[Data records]

***

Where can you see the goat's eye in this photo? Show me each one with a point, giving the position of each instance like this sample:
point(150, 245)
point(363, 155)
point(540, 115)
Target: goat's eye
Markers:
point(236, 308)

***

YOUR GOAL: Retype the data above line for line, keeping every character unchanged.

RESULT:
Where can you see the goat's eye in this photo? Show me each one with a point, giving the position of each instance like this sample:
point(150, 245)
point(363, 155)
point(540, 115)
Target: goat's eye
Markers:
point(236, 308)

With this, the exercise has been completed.